CONSIGNA 1
Cita al pie de la letra las líneas del listado que aparece más abajo, desde la que contiene "Indicate the crown" hasta el final del listado, con ambos extremos incluidos.

Herman
Melville nació el 1 de agosto de 1819, en la ciudad de Nueva York; fue el
tercero de una familia de once hijos. Su madre provenía de una antigua y
piadosa familia colonial de origen holandés; su padre, un rico comerciante,
murió en 1830, luego de una quiebra que lo llevó a la ruina y finalmente a la
locura.
Desde los
quince años, Melville -que no había heredado las aptitudes de su padre para el
comercio- trabajó de empleado de banco, peón y maestro. A los dieciocho años se
embarcó hacia Liverpool como marinero de un buque mercante. Entre 1841 y 1844
recorrió los mares del sur del Océano Pacífico a bordo del ballenero Acushnet.
Tras dieciocho
meses de travesía abandonó el barco en las islas Marquesas y vivió un mes entre
los caníbales. Escapó en un mercante australiano y desembarcó en Papeete
(Tahití), donde pasó algún tiempo en prisión. Trabajó como agricultor y viajó a
Honolulú (Hawai), y desde allí, en 1843, se enroló en una fragata de la Marina
estadounidense y llegó hasta las costas del Japón.
De regreso
a los Estados Unidos comenzó su labor literaria: a los treinta y un años ya
había publicado cinco relatos de aventuras marítimas que le otorgaron una fama
fugaz: “Typee” (1846), “Omoo” (1847), “Mardi” (1849), "Redburn” (1849) y “White
Jacket” (Chaqueta Blanca, 1850).

CONSIGNA 2
Imprime sin cambios el pasaje de la biografía de Herman Melville que va desde "Tras dieciocho" hasta "(Chaqueta Blanca, 1850).", ambos incluidos.

Filas de un conjunto de datos
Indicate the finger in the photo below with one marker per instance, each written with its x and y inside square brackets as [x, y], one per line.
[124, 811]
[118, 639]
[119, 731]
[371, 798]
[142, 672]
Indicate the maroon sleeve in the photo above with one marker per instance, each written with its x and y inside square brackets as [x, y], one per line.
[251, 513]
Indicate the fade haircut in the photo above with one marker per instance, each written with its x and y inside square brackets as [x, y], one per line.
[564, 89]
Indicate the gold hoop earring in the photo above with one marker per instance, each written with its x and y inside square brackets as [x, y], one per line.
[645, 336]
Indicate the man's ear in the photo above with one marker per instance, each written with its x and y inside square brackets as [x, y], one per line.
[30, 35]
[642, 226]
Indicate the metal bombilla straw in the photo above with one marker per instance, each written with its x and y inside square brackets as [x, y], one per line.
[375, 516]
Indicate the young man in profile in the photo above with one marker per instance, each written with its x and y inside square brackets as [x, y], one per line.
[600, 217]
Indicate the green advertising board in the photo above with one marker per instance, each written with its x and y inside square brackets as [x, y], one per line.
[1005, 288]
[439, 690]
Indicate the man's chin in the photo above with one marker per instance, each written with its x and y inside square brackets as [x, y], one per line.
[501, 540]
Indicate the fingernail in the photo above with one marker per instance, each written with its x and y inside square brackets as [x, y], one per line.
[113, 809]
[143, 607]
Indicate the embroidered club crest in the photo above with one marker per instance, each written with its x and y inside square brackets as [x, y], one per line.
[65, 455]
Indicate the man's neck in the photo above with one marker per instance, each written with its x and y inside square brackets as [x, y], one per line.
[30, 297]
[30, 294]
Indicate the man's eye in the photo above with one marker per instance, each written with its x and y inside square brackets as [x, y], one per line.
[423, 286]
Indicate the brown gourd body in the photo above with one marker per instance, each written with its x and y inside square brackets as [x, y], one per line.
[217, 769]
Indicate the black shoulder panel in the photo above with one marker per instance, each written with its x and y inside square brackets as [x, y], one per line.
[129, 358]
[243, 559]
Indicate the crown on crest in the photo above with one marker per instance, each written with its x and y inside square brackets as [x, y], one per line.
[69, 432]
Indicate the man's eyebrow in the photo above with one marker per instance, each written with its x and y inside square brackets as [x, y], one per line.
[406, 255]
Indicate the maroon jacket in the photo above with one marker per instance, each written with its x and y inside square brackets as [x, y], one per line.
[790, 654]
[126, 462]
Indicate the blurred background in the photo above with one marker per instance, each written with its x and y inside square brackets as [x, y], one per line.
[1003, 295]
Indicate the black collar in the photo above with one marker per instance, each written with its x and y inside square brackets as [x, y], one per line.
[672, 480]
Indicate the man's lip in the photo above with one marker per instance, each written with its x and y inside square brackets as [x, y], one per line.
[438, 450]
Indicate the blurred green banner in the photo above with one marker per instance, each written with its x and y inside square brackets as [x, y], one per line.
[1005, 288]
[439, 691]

RESPUESTA ESPERADA 1
Indicate the crown on crest in the photo above with one marker per instance, each written with its x and y inside square brackets as [x, y], one per line.
[69, 432]
Indicate the man's eyebrow in the photo above with one marker per instance, each written with its x and y inside square brackets as [x, y], one per line.
[406, 255]
Indicate the maroon jacket in the photo above with one marker per instance, each written with its x and y inside square brackets as [x, y], one per line.
[790, 654]
[126, 462]
Indicate the blurred background in the photo above with one marker per instance, each written with its x and y inside square brackets as [x, y], one per line.
[1003, 295]
Indicate the black collar in the photo above with one marker per instance, each written with its x and y inside square brackets as [x, y], one per line.
[672, 480]
Indicate the man's lip in the photo above with one marker per instance, each written with its x and y inside square brackets as [x, y], one per line.
[438, 450]
Indicate the blurred green banner in the photo above with one marker per instance, each written with its x and y inside square brackets as [x, y], one per line.
[1005, 288]
[439, 691]

RESPUESTA ESPERADA 2
Tras dieciocho
meses de travesía abandonó el barco en las islas Marquesas y vivió un mes entre
los caníbales. Escapó en un mercante australiano y desembarcó en Papeete
(Tahití), donde pasó algún tiempo en prisión. Trabajó como agricultor y viajó a
Honolulú (Hawai), y desde allí, en 1843, se enroló en una fragata de la Marina
estadounidense y llegó hasta las costas del Japón.
De regreso
a los Estados Unidos comenzó su labor literaria: a los treinta y un años ya
había publicado cinco relatos de aventuras marítimas que le otorgaron una fama
fugaz: “Typee” (1846), “Omoo” (1847), “Mardi” (1849), "Redburn” (1849) y “White
Jacket” (Chaqueta Blanca, 1850).